## Exercise directions
Which lines of the material below contain the word "tree"? Pick them out and copy each one in full.

## Rows
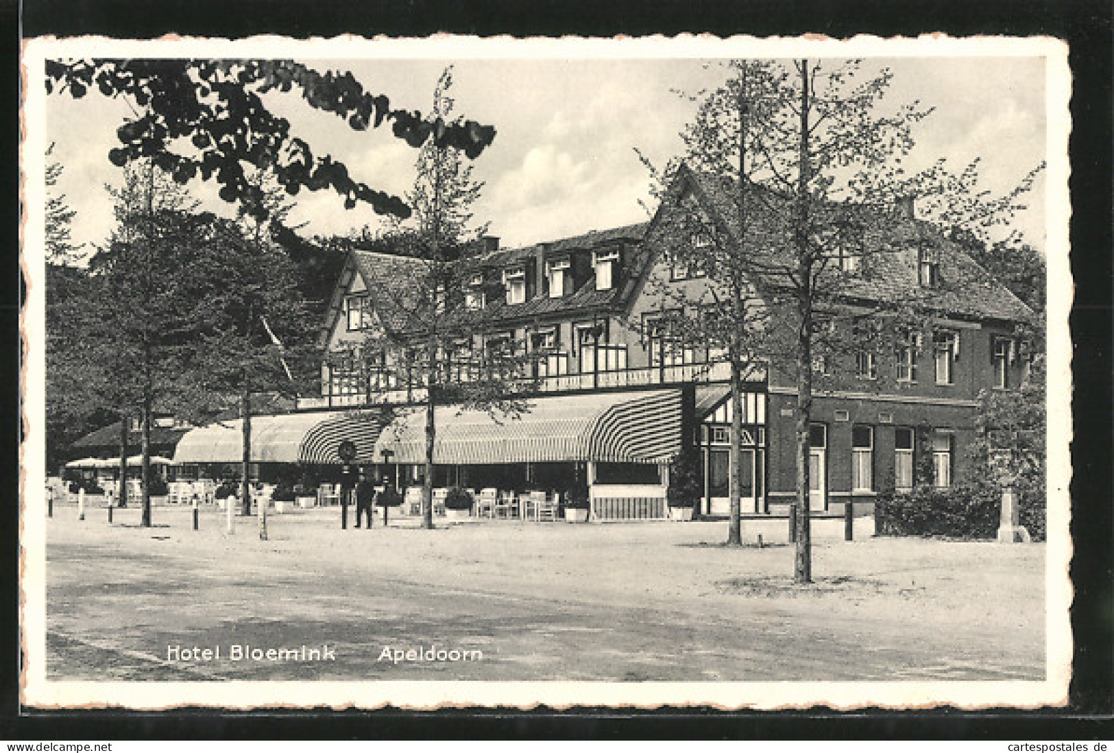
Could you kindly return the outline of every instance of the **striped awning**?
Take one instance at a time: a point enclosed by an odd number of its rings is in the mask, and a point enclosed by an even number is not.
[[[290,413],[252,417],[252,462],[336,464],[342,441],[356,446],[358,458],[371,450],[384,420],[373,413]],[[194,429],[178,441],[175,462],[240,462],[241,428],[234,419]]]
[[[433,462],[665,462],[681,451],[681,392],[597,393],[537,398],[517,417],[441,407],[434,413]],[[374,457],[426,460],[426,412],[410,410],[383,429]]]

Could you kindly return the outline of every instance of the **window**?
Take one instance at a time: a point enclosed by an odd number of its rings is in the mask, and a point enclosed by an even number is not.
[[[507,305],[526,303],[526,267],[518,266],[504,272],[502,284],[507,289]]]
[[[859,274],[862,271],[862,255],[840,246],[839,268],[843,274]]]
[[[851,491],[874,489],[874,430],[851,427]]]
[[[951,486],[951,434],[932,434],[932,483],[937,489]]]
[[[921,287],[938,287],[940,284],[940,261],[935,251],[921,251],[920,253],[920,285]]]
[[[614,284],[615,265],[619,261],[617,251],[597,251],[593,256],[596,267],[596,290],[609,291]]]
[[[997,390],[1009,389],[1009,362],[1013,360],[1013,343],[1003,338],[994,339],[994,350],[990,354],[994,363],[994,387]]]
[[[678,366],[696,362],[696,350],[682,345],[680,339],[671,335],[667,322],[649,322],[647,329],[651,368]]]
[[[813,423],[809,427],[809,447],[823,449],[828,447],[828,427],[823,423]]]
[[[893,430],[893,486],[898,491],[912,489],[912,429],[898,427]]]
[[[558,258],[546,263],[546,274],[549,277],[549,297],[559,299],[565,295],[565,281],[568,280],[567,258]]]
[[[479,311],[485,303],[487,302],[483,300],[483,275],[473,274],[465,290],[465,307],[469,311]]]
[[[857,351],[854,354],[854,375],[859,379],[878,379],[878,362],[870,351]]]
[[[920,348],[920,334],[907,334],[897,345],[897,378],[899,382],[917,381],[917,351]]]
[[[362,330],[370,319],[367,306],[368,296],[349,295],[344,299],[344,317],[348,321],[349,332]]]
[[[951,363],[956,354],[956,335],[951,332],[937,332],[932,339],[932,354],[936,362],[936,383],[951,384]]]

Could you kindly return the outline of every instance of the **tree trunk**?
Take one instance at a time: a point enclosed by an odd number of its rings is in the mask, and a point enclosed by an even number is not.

---

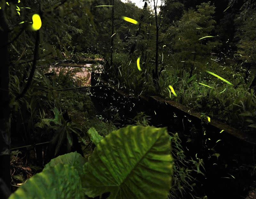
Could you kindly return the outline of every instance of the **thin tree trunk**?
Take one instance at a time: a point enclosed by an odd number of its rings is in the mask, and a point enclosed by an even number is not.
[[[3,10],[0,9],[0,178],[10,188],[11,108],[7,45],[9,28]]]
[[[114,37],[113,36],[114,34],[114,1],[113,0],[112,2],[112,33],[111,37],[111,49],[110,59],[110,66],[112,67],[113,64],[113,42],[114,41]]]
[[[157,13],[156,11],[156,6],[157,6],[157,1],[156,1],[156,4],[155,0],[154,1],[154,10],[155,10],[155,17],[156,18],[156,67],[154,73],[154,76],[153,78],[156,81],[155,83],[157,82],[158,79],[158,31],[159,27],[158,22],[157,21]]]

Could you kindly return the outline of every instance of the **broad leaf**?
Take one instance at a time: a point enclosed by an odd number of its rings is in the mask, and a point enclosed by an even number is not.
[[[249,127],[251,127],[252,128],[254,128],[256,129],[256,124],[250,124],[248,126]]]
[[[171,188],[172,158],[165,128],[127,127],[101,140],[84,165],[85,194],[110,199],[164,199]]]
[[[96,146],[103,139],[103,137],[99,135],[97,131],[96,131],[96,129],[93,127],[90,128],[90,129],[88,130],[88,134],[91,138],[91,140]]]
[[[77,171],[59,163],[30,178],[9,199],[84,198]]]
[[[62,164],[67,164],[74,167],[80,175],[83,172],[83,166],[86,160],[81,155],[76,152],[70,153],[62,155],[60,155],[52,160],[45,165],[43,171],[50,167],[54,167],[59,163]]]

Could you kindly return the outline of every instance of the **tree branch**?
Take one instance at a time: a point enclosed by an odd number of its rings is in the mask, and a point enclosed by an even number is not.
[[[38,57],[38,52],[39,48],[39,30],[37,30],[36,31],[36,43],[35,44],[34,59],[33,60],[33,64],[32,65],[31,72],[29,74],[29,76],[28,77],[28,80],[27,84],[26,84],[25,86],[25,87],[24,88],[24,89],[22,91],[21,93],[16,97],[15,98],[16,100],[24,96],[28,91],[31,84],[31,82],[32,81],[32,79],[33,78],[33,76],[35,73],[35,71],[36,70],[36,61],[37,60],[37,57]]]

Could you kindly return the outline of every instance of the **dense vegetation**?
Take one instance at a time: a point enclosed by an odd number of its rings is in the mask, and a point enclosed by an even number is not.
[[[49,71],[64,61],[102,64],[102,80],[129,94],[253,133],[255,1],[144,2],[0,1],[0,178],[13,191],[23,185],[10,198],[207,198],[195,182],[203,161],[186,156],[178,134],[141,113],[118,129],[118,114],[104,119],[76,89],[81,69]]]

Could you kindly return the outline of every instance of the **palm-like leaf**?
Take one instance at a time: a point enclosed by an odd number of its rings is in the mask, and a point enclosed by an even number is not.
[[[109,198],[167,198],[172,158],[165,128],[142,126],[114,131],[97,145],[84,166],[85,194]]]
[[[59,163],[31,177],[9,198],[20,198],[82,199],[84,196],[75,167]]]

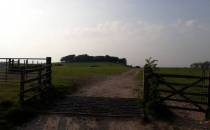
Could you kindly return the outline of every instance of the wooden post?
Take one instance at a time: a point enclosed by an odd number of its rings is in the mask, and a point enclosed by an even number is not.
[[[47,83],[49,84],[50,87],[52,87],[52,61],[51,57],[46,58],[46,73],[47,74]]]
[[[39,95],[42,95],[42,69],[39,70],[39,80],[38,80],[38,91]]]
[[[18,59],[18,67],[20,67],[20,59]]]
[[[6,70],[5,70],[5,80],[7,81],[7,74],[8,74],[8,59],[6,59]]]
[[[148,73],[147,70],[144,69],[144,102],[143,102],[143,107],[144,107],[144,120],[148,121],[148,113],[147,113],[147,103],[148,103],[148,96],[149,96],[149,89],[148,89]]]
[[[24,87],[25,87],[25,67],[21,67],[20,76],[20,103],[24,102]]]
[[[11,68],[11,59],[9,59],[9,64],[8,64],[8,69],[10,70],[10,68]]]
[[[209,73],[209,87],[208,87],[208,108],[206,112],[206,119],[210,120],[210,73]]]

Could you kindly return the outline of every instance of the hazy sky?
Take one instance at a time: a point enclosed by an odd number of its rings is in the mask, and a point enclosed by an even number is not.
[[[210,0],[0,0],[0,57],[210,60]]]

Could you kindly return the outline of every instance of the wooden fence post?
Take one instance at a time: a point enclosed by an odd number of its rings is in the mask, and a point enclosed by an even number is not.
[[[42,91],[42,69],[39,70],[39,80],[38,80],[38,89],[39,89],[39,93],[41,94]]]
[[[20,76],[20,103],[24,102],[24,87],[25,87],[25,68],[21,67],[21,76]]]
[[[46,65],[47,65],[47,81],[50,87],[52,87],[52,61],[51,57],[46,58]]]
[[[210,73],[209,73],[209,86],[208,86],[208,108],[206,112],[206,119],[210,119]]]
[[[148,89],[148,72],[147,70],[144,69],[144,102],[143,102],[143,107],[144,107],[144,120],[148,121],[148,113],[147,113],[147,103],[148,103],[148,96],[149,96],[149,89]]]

---

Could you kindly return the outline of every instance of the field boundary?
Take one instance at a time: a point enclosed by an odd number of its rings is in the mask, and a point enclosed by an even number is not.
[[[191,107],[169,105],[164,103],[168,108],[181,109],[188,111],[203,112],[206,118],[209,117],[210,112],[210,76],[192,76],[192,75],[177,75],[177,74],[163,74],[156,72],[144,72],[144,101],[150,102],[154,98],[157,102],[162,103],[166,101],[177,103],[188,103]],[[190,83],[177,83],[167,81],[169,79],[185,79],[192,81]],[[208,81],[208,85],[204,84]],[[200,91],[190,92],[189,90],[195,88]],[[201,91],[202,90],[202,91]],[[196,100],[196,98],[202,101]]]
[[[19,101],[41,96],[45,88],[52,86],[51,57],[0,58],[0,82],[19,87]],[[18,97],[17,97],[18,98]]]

## Final result
Could you kindly return the outline of every instance of the **tree trunk**?
Could you kindly return the outline of every instance of the **thin tree trunk**?
Could you kindly return the outline of every instance of the **tree branch**?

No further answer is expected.